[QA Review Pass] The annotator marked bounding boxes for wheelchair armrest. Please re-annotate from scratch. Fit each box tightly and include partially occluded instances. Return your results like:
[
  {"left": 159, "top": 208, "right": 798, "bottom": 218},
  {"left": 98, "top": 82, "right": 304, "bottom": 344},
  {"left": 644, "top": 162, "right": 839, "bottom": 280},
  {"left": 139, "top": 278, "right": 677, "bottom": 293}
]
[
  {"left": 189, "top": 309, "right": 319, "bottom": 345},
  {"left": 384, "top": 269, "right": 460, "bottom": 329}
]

◇ ◇ ◇ ◇ ◇

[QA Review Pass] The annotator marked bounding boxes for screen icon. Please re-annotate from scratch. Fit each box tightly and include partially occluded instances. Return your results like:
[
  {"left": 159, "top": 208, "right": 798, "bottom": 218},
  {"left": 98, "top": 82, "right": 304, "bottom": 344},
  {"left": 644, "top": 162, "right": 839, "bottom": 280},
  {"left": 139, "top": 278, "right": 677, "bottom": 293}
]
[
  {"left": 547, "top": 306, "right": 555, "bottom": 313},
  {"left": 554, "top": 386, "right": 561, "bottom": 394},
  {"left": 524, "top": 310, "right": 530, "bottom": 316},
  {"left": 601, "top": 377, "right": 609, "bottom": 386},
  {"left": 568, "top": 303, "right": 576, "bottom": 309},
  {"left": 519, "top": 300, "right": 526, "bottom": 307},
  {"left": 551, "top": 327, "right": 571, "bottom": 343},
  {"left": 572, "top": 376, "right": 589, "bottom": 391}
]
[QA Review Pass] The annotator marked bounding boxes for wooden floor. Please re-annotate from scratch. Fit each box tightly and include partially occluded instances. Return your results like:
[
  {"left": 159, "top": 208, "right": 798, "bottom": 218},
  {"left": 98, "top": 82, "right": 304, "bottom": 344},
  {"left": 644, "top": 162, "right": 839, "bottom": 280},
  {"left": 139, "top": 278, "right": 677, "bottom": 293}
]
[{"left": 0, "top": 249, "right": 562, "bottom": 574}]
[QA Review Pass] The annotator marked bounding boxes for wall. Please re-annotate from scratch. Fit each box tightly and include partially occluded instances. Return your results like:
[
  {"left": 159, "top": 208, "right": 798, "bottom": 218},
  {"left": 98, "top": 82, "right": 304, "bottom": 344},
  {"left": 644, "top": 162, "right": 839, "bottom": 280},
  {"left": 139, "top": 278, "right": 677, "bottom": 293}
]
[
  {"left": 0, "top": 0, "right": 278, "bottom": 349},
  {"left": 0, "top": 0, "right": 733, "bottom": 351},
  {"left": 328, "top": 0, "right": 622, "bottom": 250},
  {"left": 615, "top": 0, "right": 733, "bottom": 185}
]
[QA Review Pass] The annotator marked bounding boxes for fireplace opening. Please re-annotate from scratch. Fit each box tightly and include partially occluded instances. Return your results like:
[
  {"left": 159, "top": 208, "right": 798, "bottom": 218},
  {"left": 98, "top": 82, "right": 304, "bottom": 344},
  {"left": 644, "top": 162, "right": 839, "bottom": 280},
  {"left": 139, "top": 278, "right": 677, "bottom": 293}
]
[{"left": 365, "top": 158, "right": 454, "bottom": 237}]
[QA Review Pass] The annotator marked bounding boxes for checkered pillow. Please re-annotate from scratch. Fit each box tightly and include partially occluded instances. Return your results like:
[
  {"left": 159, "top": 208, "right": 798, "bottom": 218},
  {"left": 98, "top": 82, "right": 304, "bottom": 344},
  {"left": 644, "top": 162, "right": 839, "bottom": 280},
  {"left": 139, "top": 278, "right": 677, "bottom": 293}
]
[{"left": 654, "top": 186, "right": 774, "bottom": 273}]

◇ ◇ ◇ ◇ ◇

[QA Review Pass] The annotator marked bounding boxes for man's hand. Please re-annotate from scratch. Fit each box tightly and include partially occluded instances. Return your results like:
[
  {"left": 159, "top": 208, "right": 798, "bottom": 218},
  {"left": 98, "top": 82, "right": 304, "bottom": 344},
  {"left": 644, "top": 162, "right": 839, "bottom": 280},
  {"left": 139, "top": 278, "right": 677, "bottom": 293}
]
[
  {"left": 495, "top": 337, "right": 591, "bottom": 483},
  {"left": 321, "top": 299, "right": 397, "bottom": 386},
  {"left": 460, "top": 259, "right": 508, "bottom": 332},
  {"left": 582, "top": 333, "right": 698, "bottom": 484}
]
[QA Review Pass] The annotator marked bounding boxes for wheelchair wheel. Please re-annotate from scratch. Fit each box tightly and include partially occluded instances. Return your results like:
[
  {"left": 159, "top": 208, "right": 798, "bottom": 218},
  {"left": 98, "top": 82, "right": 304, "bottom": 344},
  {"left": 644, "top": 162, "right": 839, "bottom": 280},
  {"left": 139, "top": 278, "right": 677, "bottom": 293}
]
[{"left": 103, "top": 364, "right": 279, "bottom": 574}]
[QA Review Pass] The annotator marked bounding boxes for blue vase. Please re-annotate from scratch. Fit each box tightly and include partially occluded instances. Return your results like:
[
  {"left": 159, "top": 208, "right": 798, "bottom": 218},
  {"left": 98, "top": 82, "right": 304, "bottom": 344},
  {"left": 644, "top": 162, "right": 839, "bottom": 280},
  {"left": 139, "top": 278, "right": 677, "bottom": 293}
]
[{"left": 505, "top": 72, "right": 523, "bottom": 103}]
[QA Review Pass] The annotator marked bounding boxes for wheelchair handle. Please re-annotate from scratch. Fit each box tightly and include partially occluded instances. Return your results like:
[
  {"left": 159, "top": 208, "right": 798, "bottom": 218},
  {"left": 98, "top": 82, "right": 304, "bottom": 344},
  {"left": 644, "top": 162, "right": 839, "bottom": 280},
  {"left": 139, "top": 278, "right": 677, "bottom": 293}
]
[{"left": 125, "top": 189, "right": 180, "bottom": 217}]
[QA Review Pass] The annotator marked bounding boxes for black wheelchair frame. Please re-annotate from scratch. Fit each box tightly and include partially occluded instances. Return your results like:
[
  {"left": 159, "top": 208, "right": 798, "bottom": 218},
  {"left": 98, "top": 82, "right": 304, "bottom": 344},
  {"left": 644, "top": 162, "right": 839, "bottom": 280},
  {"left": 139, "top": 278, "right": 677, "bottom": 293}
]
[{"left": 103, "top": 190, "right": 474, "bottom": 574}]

◇ ◇ ◇ ◇ ◇

• [Directions for this task]:
Look through the data and show every line containing "wheelchair".

• [Exercise answer]:
[QA Review Pass] The annotator marked bounding boxes for wheelchair armrest. Please re-annotate from scratch. Fit each box tightly and include partially occluded instances. Return your results like:
[QA Review Pass] The annotator marked bounding boxes for wheelchair wheel. Please re-annotate from scratch. Fit each box tightly and include partially occluded instances. Return your results like:
[QA Review Pass] The annotator marked bounding boxes for wheelchair handle. Please re-annotate from scratch. Fit each box tightly and include partially occluded instances. Return your results like:
[QA Review Pass] The annotator marked bounding boxes for black wheelchair frame. Please re-annotate from scratch. Fit each box tightly and include partially occluded instances. Return your results like:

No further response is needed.